**提供テキスト**
Azure In-Role Cache の Memcached ラッパー

重要

Microsoft では、すべての新しい開発で Azure Redis Cache を使用することをお勧めします。 Azure Cache オファリングの選択に関する最新のドキュメントとガイダンスについては、「自分に適した Azure Cache オファリング」を参照してください。

Memcache の概要

Memcache は、データベースから負荷を取り除くことにより、規模の大きい Web アプリケーションの高速化に役立つ、分散型のインメモリ キャッシュ ソリューションです。 Memcache はインターネットのさまざまな大規模 Web サイトで使われており、革新的な方法で他の技術と統合されています。

Azure は、既に Memcache を実装しているお客様が簡単に Azure に移行できるように、Memcache プロトコルをサポートしています。 アプリケーションで既に Memcache が使用されている場合、このコードを新しいコードに置き換える必要はありません。

**与えられた依頼**
Azure In-Role Cache の Memcached ラッパーについての文章を、全文一字一句変えずにそのまま繰り返してください。 記録は使わなくてかまいません。

**検出アノテーション記録**
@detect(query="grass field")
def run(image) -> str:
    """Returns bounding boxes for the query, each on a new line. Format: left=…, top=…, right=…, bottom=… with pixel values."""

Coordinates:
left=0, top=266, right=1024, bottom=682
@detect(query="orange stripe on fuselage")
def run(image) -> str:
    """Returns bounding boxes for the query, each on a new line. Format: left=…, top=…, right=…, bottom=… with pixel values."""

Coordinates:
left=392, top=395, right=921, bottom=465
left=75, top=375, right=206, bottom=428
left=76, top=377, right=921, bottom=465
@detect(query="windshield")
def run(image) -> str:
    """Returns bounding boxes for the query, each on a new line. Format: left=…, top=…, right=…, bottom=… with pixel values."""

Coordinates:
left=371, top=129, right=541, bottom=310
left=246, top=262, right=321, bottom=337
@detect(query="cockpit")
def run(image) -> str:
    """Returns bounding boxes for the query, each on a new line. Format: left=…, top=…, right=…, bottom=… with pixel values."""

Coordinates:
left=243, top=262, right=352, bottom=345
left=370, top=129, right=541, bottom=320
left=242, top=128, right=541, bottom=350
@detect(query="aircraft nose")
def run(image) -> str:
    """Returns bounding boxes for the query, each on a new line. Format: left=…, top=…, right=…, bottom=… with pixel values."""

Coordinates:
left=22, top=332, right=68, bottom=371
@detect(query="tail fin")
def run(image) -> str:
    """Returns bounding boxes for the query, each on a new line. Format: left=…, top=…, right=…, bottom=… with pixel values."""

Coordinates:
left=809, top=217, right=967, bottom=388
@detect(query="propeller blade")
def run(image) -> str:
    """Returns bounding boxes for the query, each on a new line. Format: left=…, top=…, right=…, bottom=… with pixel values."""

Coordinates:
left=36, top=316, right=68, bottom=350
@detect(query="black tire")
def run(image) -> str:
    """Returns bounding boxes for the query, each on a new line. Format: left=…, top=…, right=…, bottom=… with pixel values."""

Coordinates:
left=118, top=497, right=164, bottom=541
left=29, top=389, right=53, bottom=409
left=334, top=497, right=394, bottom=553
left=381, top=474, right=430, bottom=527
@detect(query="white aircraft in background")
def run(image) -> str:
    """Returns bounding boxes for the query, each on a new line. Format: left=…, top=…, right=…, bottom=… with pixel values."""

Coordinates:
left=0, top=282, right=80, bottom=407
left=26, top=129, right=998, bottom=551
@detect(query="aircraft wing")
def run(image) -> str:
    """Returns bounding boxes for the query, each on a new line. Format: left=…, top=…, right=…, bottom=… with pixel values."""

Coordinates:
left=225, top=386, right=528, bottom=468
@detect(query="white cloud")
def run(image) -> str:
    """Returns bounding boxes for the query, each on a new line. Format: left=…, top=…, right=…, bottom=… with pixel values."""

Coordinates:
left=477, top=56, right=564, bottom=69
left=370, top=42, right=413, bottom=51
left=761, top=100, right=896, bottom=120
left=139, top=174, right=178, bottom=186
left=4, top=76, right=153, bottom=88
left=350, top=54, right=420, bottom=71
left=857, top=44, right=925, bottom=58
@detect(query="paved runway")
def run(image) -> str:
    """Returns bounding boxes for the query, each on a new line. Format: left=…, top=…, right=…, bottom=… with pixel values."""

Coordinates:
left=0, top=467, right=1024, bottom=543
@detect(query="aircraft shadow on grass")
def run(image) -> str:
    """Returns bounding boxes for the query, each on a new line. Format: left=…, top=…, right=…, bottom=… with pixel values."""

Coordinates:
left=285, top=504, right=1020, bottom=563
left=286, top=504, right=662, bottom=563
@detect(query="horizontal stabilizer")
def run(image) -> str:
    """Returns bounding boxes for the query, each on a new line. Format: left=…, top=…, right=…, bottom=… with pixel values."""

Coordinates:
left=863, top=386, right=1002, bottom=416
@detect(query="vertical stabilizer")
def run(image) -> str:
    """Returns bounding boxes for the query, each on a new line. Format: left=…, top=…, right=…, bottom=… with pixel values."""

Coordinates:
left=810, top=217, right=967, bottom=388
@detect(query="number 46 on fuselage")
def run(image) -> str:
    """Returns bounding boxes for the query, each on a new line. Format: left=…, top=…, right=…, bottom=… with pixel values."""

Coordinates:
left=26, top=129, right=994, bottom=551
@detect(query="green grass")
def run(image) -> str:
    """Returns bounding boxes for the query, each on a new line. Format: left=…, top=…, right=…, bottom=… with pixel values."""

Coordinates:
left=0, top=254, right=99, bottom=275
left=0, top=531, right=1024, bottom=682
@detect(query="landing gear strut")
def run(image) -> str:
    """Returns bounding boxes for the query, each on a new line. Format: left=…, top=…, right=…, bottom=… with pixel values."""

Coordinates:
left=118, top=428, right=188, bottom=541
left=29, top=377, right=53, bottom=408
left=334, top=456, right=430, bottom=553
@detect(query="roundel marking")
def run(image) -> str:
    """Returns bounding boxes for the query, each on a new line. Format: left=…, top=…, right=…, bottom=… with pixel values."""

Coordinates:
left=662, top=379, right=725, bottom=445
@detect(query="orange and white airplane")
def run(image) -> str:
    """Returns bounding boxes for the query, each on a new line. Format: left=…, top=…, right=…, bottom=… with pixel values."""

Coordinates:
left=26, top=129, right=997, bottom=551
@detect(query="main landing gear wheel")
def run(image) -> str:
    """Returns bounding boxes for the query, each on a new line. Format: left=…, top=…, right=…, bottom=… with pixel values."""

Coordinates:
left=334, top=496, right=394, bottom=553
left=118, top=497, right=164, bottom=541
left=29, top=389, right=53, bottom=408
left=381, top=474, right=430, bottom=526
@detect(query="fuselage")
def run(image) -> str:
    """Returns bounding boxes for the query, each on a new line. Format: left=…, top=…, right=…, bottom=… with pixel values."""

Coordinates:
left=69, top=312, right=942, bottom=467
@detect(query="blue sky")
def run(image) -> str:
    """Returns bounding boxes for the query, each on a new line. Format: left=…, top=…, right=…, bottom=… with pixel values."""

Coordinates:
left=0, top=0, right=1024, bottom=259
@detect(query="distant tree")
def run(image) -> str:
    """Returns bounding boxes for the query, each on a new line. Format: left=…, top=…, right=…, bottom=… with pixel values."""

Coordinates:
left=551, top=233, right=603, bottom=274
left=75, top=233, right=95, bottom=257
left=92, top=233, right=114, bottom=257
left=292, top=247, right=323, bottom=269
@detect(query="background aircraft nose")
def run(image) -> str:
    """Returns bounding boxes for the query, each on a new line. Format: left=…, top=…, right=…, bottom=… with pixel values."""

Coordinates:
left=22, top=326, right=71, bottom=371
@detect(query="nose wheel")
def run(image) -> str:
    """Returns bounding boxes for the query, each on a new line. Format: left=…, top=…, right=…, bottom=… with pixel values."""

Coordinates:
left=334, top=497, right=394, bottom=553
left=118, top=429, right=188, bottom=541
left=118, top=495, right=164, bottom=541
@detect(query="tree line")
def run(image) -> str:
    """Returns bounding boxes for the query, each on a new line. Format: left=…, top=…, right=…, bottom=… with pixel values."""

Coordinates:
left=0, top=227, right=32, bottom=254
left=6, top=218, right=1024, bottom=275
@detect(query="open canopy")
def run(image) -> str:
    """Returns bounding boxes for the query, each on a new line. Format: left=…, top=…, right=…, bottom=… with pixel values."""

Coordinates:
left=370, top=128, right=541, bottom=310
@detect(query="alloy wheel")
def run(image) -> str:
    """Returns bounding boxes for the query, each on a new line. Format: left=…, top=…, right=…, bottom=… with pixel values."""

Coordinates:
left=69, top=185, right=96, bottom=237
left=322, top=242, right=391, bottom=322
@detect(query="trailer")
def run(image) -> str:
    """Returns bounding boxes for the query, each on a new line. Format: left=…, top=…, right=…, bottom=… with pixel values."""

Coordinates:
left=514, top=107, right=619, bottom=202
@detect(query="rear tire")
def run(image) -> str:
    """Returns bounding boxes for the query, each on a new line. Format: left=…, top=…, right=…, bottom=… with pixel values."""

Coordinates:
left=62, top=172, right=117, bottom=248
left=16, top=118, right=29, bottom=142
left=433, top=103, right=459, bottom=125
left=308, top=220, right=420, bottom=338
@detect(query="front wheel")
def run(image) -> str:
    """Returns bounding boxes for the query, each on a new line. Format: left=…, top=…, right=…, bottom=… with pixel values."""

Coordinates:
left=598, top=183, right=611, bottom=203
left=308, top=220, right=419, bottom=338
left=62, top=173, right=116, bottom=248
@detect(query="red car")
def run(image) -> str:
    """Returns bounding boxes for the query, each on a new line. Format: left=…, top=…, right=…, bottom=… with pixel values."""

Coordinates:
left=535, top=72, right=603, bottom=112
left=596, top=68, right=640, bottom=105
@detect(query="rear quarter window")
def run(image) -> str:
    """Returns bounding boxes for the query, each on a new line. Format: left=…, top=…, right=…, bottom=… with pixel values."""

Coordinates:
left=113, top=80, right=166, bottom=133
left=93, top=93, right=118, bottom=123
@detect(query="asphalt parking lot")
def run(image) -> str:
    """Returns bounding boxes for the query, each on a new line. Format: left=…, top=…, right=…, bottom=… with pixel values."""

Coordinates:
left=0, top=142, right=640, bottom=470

**正しい出力**
Azure In-Role Cache の Memcached ラッパー

重要

Microsoft では、すべての新しい開発で Azure Redis Cache を使用することをお勧めします。 Azure Cache オファリングの選択に関する最新のドキュメントとガイダンスについては、「自分に適した Azure Cache オファリング」を参照してください。

Memcache の概要

Memcache は、データベースから負荷を取り除くことにより、規模の大きい Web アプリケーションの高速化に役立つ、分散型のインメモリ キャッシュ ソリューションです。 Memcache はインターネットのさまざまな大規模 Web サイトで使われており、革新的な方法で他の技術と統合されています。

Azure は、既に Memcache を実装しているお客様が簡単に Azure に移行できるように、Memcache プロトコルをサポートしています。 アプリケーションで既に Memcache が使用されている場合、このコードを新しいコードに置き換える必要はありません。